EXCERPT
# Are there any Bluetooth OBD apps for the iphone?



## MarkH (Dec 10, 2006)

Have seen the torque application for android phones and it looks impressive, but it appears that you have to buy a wireless obd dongle and an expensive app for the iphone?


----------



## Jem (Aug 10, 2007)

I've got Torque for my Desite HD and it's brilliant. You need a bluetooth OBD dongle for any though as the car doesn't have bluetooth as standard.


----------



## MarkH (Dec 10, 2006)

Yeah I have heard it is good, but to get an equivalent on the iphone it needs a wireless obd transmitter and the cheapest is £70 and then I believe the app is £20ish on top of that, I may as well get a htc san francisco for £87, bluetooth obd for £15 and leave my iphone free for sat nav!


----------



## Jem (Aug 10, 2007)

I've got one like this, only £20 delivered, would that not do the job with the iphone?


----------



## MarkH (Dec 10, 2006)

No they work on different bluetooth I believe.


----------



## hibberd (Jul 5, 2006)

is this what you mean as an app?

http://itunes.apple.com/us/app/dashcommand-obd-ii-gauge-dashboards/id321293183?mt=8


----------

AVAILABLE DATA

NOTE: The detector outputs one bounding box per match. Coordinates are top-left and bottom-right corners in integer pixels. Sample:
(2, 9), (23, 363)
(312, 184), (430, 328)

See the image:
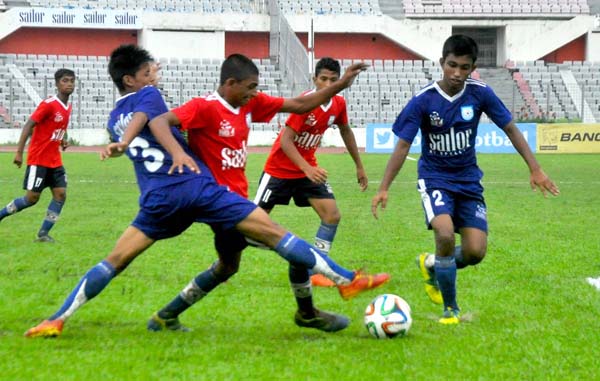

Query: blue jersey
(108, 86), (213, 195)
(392, 79), (512, 181)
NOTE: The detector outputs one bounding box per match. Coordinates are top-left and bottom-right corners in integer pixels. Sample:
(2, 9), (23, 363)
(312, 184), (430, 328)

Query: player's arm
(13, 118), (35, 168)
(503, 121), (560, 197)
(279, 125), (327, 184)
(100, 112), (148, 160)
(279, 63), (369, 114)
(371, 139), (410, 218)
(148, 111), (200, 174)
(338, 124), (369, 192)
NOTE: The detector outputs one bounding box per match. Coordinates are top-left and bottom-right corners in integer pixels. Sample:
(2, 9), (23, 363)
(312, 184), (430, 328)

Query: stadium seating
(403, 0), (590, 18)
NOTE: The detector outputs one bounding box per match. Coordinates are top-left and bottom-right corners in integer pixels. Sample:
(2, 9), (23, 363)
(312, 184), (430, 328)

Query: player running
(0, 69), (75, 243)
(254, 57), (369, 287)
(25, 45), (386, 337)
(371, 35), (559, 324)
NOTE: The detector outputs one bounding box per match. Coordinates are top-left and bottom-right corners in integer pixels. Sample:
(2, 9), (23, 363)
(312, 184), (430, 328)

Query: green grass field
(0, 151), (600, 381)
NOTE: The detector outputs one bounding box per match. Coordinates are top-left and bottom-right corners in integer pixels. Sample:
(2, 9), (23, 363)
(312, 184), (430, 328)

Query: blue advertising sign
(365, 123), (537, 154)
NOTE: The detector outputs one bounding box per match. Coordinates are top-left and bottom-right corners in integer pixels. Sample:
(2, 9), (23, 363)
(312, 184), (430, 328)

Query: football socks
(434, 255), (459, 310)
(48, 261), (115, 320)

THINGS TO DO
- A) Write out the passage of the Bluetooth OBD thread that begins with the words containing "# Are there" and ends with "app for the iphone?".
- B) Switch every "Query" in the records after the thread to "Label", and give those records again with everything else unchanged. Leave the pictures out of your answer.

SOLUTION LIST
- A)
# Are there any Bluetooth OBD apps for the iphone?



## MarkH (Dec 10, 2006)

Have seen the torque application for android phones and it looks impressive, but it appears that you have to buy a wireless obd dongle and an expensive app for the iphone?

- B)
NOTE: The detector outputs one bounding box per match. Coordinates are top-left and bottom-right corners in integer pixels. Sample:
(2, 9), (23, 363)
(312, 184), (430, 328)

See the image:

Label: blue jersey
(108, 86), (213, 195)
(392, 79), (512, 181)
NOTE: The detector outputs one bounding box per match. Coordinates are top-left and bottom-right corners in integer pixels. Sample:
(2, 9), (23, 363)
(312, 184), (430, 328)

Label: player's arm
(13, 118), (35, 168)
(503, 121), (560, 197)
(279, 125), (327, 184)
(100, 112), (148, 160)
(279, 63), (369, 114)
(371, 139), (410, 218)
(148, 111), (200, 174)
(338, 124), (369, 192)
NOTE: The detector outputs one bounding box per match. Coordinates are top-left and bottom-right corners in integer pixels. Sample:
(2, 9), (23, 363)
(312, 184), (430, 328)

Label: stadium seating
(403, 0), (590, 18)
NOTE: The detector outputs one bounding box per match. Coordinates are top-left and bottom-right corners in integer pixels. Sample:
(2, 9), (23, 363)
(312, 184), (430, 328)

Label: player running
(0, 69), (75, 243)
(254, 57), (369, 287)
(25, 45), (386, 337)
(371, 35), (559, 324)
NOTE: The detector outputs one bounding box per match. Coordinates are top-left and bottom-right corners in integer pixels. Sample:
(2, 9), (23, 363)
(312, 184), (430, 328)

Label: green grass field
(0, 151), (600, 381)
NOTE: The detector outputs one bounding box per match. Coordinates are top-left and bottom-right corners in integer pixels. Sample:
(2, 9), (23, 363)
(312, 184), (430, 328)

Label: blue advertising sign
(365, 123), (537, 154)
NOTE: The detector outputs one bounding box per match. Coordinates are top-left and bottom-right corners in integer pixels. Sample:
(2, 9), (23, 363)
(312, 184), (430, 328)

Label: football socks
(434, 255), (459, 310)
(48, 261), (115, 320)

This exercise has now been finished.